TASK PROMPT
Go through the entries below and retype them exactly, omitting each picture.

===== RECORDED INFORMATION =====

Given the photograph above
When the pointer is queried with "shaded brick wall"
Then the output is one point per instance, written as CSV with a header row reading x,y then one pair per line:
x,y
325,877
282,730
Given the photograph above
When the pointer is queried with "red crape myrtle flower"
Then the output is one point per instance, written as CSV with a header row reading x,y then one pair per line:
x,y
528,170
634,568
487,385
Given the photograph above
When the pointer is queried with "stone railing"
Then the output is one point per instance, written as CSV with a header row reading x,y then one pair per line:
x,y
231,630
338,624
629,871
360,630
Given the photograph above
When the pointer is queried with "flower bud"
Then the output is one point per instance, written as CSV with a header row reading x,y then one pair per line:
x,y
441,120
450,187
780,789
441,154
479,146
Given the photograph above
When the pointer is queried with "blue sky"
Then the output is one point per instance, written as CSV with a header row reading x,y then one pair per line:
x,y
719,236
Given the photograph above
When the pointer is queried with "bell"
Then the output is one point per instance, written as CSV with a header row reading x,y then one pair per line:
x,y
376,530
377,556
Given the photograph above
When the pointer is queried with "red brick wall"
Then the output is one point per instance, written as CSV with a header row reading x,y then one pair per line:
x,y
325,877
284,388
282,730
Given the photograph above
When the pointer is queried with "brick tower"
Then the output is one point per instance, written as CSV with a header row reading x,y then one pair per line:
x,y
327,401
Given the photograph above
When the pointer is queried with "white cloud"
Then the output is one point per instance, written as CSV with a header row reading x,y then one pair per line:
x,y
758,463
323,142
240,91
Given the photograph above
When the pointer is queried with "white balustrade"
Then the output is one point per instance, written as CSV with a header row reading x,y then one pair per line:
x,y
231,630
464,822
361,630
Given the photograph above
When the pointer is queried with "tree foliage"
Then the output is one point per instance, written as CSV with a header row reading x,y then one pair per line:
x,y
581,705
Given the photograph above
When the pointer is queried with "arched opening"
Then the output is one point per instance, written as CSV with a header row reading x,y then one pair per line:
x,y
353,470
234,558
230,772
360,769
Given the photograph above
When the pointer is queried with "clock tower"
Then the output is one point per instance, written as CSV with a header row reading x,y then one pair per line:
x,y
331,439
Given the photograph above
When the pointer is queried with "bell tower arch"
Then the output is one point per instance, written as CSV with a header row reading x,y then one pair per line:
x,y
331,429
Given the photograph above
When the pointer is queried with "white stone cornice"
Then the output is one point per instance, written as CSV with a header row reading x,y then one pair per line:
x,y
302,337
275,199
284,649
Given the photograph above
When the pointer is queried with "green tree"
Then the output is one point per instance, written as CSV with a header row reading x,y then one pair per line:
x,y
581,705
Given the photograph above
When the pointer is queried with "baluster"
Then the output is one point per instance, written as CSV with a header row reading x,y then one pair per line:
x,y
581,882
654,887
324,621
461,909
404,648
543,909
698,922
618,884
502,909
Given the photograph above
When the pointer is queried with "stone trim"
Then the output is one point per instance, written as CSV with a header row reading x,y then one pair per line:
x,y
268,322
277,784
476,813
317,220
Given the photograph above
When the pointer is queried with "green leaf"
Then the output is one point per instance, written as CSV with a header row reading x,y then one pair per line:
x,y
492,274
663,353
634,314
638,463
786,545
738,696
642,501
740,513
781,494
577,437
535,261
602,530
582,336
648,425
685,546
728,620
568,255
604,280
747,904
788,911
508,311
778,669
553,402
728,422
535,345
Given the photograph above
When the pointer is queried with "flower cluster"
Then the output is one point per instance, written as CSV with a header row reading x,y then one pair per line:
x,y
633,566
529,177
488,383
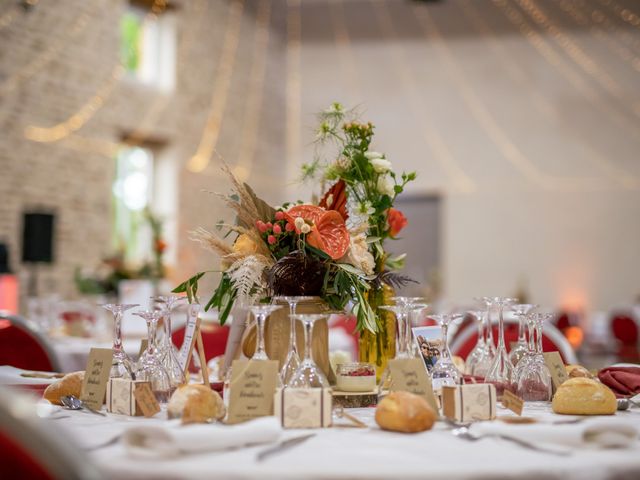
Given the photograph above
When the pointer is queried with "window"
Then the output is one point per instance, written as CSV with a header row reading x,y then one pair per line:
x,y
148,46
145,184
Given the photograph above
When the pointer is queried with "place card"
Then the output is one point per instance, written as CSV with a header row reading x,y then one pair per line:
x,y
554,363
96,376
145,399
303,407
469,403
251,389
512,402
121,398
410,375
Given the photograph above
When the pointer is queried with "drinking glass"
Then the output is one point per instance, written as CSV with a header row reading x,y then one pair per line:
x,y
308,374
479,356
292,362
444,371
150,367
402,325
534,379
521,310
121,366
501,371
261,312
167,351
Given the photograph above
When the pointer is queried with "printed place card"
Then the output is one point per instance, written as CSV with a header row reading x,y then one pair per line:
x,y
469,403
96,376
409,375
121,398
554,363
252,388
145,399
303,407
512,402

=====

WORKED SOLUTION
Given the photograph above
When the pointer is queried with "shaded brick wall"
Then the output is one point per instance, written as CSV with a header row reading x,y then one pair per line:
x,y
325,877
282,730
Given the photograph above
When the pointer is queried with "red crape myrtle flower"
Then the output is one point per instance, written as CSV with a header row reading x,y then one pair per line:
x,y
528,170
634,568
487,385
Given the photograph above
When the pointer is queried with "stone railing"
Then the output is one point per instance, written as CSV with a header row reading x,y then one pair per line:
x,y
231,630
338,624
629,871
360,630
Given the photograph above
When the pointer is queried with "flower bud"
Then the output is one point per instance, written as CSV with a header row reading x,y then one pair per line:
x,y
441,120
450,187
780,789
441,154
479,146
Given the photograph above
When the pointer is queried with "blue sky"
Then the output is one point per instance, written as CSV with a header row reading x,y then one pair per line:
x,y
719,236
Given the photograph above
When the pointer is queried with "bell"
Then the output is one point per instance, written as CSV with a header row reading x,y then one pair per line:
x,y
376,530
377,556
Given the photograph above
When the pointer is queried with "red brick wall"
Then the output is one point per instance, written as CSV with a header row reading x,y then one pair per line:
x,y
325,877
284,388
282,730
Given the photograph above
When the pointer is queried with "brick tower"
Then the output is one point per instance, written as CSV with a header row reading x,y then one pair per line:
x,y
327,401
Given the photograph above
When the pointer is queried with "white cloud"
Then the output is one point per instance, written as CSV with a header row reading x,y then one pair per line:
x,y
758,463
323,142
240,91
Given the photograph above
When the pointer is queried with "white balustrade"
Then the output is one point per instance, written as CSV with a header row reading x,y then one pair per line:
x,y
231,630
464,822
361,630
Given the photograph above
When the pointer is queried with "tree foliage"
Then the output is one point per instance, written as CSV with a header row reading x,y then one pair per line:
x,y
581,705
Given the photograph above
When the pointer is queried with "arched opening"
Then the output is one point per instance, written as CSV with a header row reading x,y then one pair per line:
x,y
353,470
234,558
230,772
360,769
Given the photograph above
When the pointer is queried with "clock tower"
Then the output is one point per instance, written as CSV with a header row reading x,y then one pair per line:
x,y
331,439
Given the photograph above
When the pointer is queried with "bell tower arch"
Then the output is one point per instance, written as CSV with a header row reading x,y then one pair per line:
x,y
331,429
Given the photograph above
When the pointer is queried with "white stone cornice"
Then the output is one point per instance, written as CSV with a header row reading x,y then one pair per line:
x,y
302,337
275,199
284,649
Given the photograph above
When the pointer is queried with "green tree"
Then the output is one point per instance, written as CSV with a header row reading x,y then one pair per line:
x,y
581,705
Given the photograph above
When the pointer is queried with "baluster"
Then the output is one point per instance, written as CSV with a header row reading x,y then one pair per line:
x,y
581,882
654,887
324,621
461,909
404,648
543,909
698,922
618,884
502,909
Given the photograph above
When the pointer is queried with "stone trim"
Then the output is one point per instance, written as CSV with a header row reading x,y then one pair per line:
x,y
268,322
277,784
476,813
317,220
Given the photograph above
When the pointer is queried with "green leaf"
Then the output is one point per instance, written as CSV with a header row reading x,y then one pair per line:
x,y
492,274
663,353
634,314
638,463
786,545
738,696
642,501
740,513
781,494
577,437
535,261
602,530
582,336
648,425
685,546
728,620
568,255
604,280
747,904
788,911
508,311
778,669
553,402
728,422
535,345
Given the photograph above
When the pointer is queried with "flower cluster"
Then the output is one point per instance, written as CSV with a header row reading x,y then one pair per line:
x,y
633,566
529,177
488,383
Given the photograph above
When the pointer is queried with "window"
Then the output is one point per instance, written as CSV with a header row reading x,y then one pair per line:
x,y
148,46
145,184
Given the photograph above
When the pointer is queried with "place card"
Then the output is one point per instance, written as CSV with a header row reading x,y then one pair per line:
x,y
554,363
96,376
145,399
303,407
469,403
251,389
512,402
121,398
410,375
Given the photograph above
When the pointer is queried with "drinking glass"
Then the output is one point per instance, written as CSV with a header row reading x,y then one pair per line:
x,y
308,374
479,356
292,362
444,371
150,367
402,325
534,379
521,310
121,366
501,371
261,312
167,351
Given the photograph above
When the pointer is queried with "printed place card"
Then the output is one point per instance, written as CSV with a header row reading x,y then one pair per line:
x,y
469,403
96,376
409,375
121,398
554,363
252,388
145,399
303,407
512,402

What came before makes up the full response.